## START Stored rows

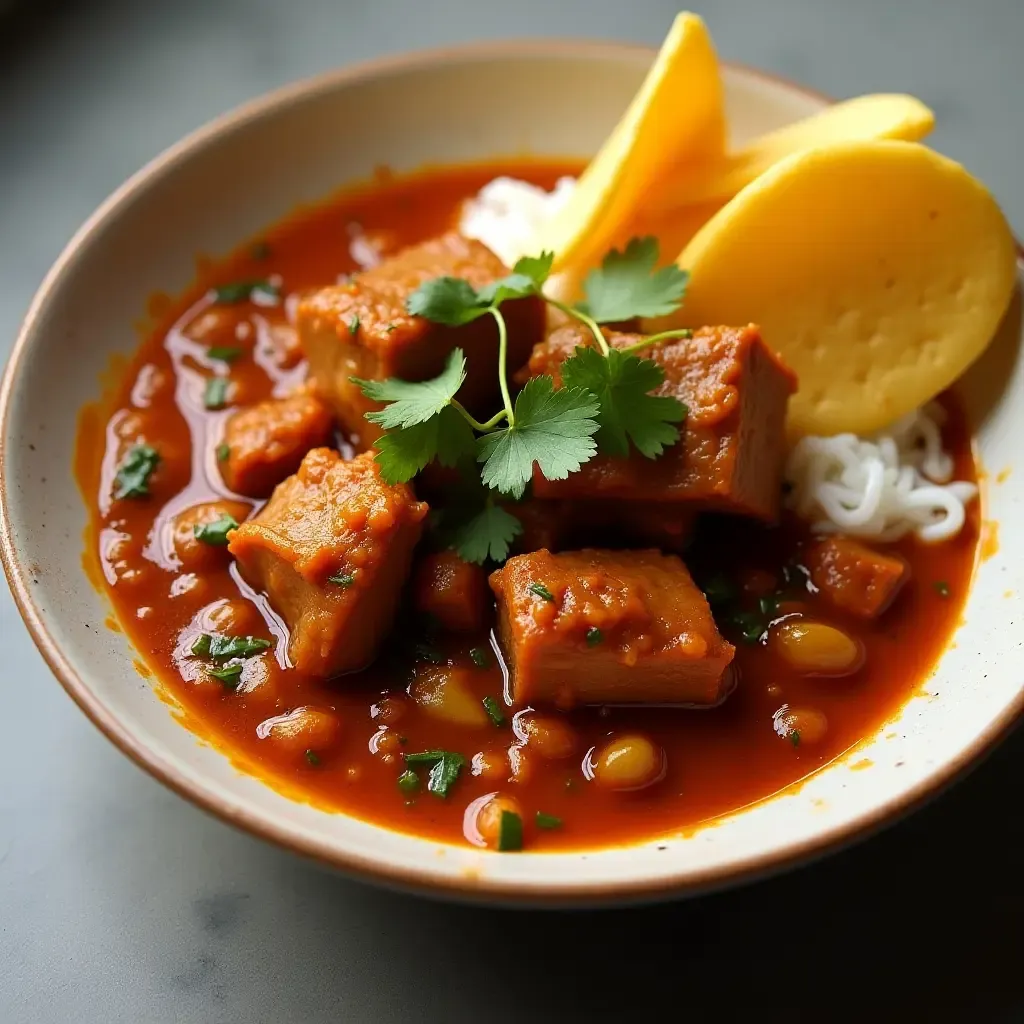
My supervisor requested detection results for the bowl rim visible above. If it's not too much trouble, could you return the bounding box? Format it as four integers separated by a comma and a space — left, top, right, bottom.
0, 38, 1024, 907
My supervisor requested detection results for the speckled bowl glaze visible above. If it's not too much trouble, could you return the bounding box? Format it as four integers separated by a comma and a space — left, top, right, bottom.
0, 42, 1024, 906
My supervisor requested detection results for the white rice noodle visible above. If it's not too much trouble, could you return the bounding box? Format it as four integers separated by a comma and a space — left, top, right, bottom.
459, 177, 575, 266
785, 402, 978, 544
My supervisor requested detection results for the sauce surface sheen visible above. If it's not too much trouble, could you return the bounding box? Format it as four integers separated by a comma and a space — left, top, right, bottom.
76, 157, 979, 850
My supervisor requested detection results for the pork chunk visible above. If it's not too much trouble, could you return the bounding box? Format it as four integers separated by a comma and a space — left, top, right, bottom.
298, 232, 545, 449
528, 325, 796, 522
219, 392, 331, 498
804, 537, 910, 618
228, 449, 427, 678
490, 549, 735, 707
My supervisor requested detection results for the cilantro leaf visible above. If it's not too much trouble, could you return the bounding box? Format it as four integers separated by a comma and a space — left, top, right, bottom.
191, 633, 271, 662
512, 252, 555, 291
444, 501, 522, 565
561, 347, 687, 459
476, 273, 537, 306
476, 377, 600, 498
114, 444, 160, 499
193, 512, 239, 548
349, 348, 466, 430
374, 406, 475, 483
580, 237, 690, 324
406, 278, 487, 327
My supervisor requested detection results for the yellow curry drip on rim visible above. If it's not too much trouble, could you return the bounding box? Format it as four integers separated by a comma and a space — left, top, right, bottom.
76, 162, 979, 850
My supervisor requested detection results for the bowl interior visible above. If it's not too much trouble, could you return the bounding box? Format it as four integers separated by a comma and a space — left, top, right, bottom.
2, 43, 1024, 903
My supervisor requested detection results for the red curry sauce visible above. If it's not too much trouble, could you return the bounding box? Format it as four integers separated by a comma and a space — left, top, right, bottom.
76, 157, 979, 850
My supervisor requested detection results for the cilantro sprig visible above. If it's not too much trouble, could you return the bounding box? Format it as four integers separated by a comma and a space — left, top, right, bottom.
351, 238, 690, 563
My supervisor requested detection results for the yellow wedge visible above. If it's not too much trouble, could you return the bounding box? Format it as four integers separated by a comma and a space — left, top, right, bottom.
654, 93, 935, 212
644, 140, 1017, 436
536, 12, 725, 272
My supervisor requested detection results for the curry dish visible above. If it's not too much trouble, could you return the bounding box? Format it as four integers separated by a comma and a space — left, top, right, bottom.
77, 162, 978, 851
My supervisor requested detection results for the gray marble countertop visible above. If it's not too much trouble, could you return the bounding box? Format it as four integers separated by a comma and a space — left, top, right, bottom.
0, 0, 1024, 1024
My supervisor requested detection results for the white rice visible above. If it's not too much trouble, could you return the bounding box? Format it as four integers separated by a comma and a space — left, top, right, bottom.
459, 177, 575, 266
785, 402, 978, 544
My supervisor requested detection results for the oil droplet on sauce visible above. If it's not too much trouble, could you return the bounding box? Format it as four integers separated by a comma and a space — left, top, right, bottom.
978, 519, 999, 562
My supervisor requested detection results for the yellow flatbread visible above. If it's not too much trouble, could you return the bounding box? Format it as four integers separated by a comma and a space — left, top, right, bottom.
644, 140, 1016, 435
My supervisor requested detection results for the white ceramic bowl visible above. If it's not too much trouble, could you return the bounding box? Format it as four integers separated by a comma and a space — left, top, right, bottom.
0, 42, 1024, 905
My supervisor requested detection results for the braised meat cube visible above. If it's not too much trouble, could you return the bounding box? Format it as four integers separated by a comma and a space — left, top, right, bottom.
528, 325, 796, 522
228, 449, 427, 678
804, 537, 910, 618
219, 393, 331, 498
415, 551, 488, 633
490, 549, 735, 707
298, 232, 545, 449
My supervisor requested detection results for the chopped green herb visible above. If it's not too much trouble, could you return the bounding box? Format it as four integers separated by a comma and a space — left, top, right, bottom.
402, 751, 466, 798
703, 573, 736, 605
402, 751, 445, 765
481, 696, 505, 726
206, 662, 242, 690
535, 811, 562, 828
427, 752, 466, 799
498, 811, 522, 853
213, 279, 281, 306
114, 444, 160, 499
206, 345, 242, 362
191, 633, 270, 662
203, 377, 230, 410
193, 512, 239, 548
732, 611, 766, 643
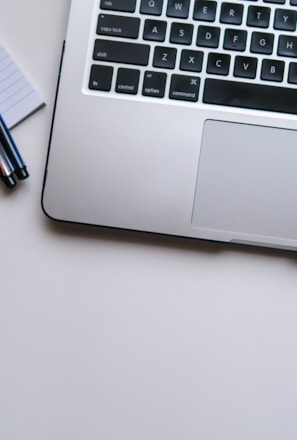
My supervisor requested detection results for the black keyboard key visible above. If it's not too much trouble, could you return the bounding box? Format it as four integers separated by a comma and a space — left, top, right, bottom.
116, 68, 140, 95
263, 0, 286, 5
143, 20, 167, 41
251, 32, 274, 55
169, 75, 200, 102
220, 3, 243, 25
193, 0, 217, 21
97, 14, 140, 38
261, 59, 285, 82
142, 72, 167, 98
170, 23, 194, 44
140, 0, 163, 15
89, 64, 113, 92
277, 35, 297, 58
179, 49, 203, 72
274, 9, 297, 31
203, 79, 297, 114
224, 29, 247, 52
93, 40, 150, 66
206, 52, 231, 75
234, 56, 258, 79
247, 6, 270, 28
288, 63, 297, 84
100, 0, 136, 12
153, 46, 177, 69
196, 26, 220, 48
167, 0, 190, 18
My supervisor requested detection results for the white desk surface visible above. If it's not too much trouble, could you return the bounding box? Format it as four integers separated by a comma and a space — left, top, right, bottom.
0, 0, 297, 440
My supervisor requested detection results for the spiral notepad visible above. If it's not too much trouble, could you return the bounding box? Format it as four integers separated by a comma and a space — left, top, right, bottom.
0, 44, 44, 128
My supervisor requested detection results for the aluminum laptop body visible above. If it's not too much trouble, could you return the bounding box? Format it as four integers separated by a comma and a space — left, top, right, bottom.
42, 0, 297, 249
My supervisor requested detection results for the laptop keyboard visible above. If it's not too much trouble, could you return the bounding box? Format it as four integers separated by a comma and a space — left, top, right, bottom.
88, 0, 297, 114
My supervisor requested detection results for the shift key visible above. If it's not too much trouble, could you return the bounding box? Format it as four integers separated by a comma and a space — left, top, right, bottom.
93, 39, 150, 66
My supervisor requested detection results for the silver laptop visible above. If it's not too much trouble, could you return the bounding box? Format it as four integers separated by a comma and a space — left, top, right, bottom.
42, 0, 297, 249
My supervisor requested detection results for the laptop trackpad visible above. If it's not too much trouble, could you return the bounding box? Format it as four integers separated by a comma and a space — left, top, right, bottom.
192, 120, 297, 238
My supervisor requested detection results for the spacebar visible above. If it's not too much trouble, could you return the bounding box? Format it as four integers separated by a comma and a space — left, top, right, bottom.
203, 79, 297, 114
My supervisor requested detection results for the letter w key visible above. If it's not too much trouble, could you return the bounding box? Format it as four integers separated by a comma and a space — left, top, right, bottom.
167, 0, 190, 18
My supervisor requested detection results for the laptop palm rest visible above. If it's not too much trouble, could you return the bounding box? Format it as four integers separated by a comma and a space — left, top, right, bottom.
192, 120, 297, 242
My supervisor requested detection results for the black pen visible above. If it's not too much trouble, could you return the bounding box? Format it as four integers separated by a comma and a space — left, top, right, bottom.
0, 115, 29, 180
0, 142, 16, 188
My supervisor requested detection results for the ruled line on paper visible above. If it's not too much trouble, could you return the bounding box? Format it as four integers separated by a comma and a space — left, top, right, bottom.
0, 44, 44, 128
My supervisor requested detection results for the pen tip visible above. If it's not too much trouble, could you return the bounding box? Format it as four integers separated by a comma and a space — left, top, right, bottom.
15, 167, 29, 180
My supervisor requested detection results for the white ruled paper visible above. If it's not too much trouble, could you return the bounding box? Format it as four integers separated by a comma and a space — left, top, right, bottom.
0, 44, 44, 128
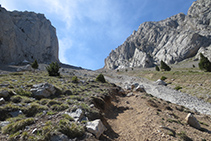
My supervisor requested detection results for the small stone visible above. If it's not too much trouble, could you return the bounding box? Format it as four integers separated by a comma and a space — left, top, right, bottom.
86, 119, 106, 139
185, 113, 201, 129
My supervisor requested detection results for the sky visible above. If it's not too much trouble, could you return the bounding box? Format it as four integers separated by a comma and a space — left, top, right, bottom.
0, 0, 195, 70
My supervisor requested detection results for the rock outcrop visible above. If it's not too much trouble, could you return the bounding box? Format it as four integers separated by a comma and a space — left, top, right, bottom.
104, 0, 211, 69
0, 6, 59, 64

## END Stored rows

▶ Short problem: Substitute "manager" for every "supervisor" in the entries, starting at the beginning of the entries and going on through the line containing "76, 162, 979, 850". Reproduce those lines with nothing else changed, and leave the pictures out.

▶ Task output:
My manager requested detection results for the bowl rim visible above. If it's not too much trouble, could you return the bounding box? Format it as four integers separated by a comma and a space — left, top, right, bottom.
0, 38, 1024, 907
My manager requested detection results for the speckled bowl glaze visible above. If it's not too much trouble, could you return the bounding box? Format it as four integers separated by a comma and a space — left, top, right, bottom.
0, 42, 1024, 906
My manager requested detection results for the white rice noodle visible above. If it's not too much trouble, could you return the bounding box? Format it as four integers separated by a comma and a space — left, top, right, bottom.
459, 177, 575, 266
785, 402, 978, 544
My manager requested detection results for the sauce surface sheen visible above. If it's not too much trouble, could you return the bounding box? Format it as four integers separated by a comma and a space — left, top, right, bottom.
76, 157, 979, 850
My manager requested detection results for the pork chunk visible above. If it's not too much trouble, could you return the bounding box? Format it as four integers separated by a comma and a space — left, top, right, bottom.
298, 232, 545, 449
528, 325, 796, 522
219, 392, 331, 498
804, 537, 910, 618
228, 449, 427, 678
490, 549, 735, 707
My manager requested detection results for the cilantro leaf visible above. If it's not too much trouble, could you return the bounding box? Format it as four integers separated by a comma and a space — left, top, right, bottom.
191, 633, 271, 662
512, 252, 555, 291
444, 501, 522, 565
561, 347, 687, 459
476, 273, 537, 306
476, 377, 600, 498
114, 444, 160, 499
193, 512, 239, 548
349, 348, 466, 430
374, 406, 475, 483
580, 237, 690, 324
406, 278, 487, 327
My manager requested detection results for the yellow curry drip on rim visible above. If it's not too much trouble, could you return the bounding box? Format it as four integers separated by a comma and a space — left, top, right, bottom.
76, 162, 979, 850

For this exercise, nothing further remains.